**Source data**
<<<<

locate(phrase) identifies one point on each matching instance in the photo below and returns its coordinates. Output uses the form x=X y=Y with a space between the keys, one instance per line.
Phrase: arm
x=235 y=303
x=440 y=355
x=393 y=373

>>>>

When you respond, give the whole listing again exactly as written.

**Answer box**
locate(phrase) identifies one point on each matching instance in the photo below and returns its coordinates. Output uses the form x=X y=Y with a space between the keys, one instance per line.
Phrase: arm
x=235 y=303
x=440 y=355
x=393 y=373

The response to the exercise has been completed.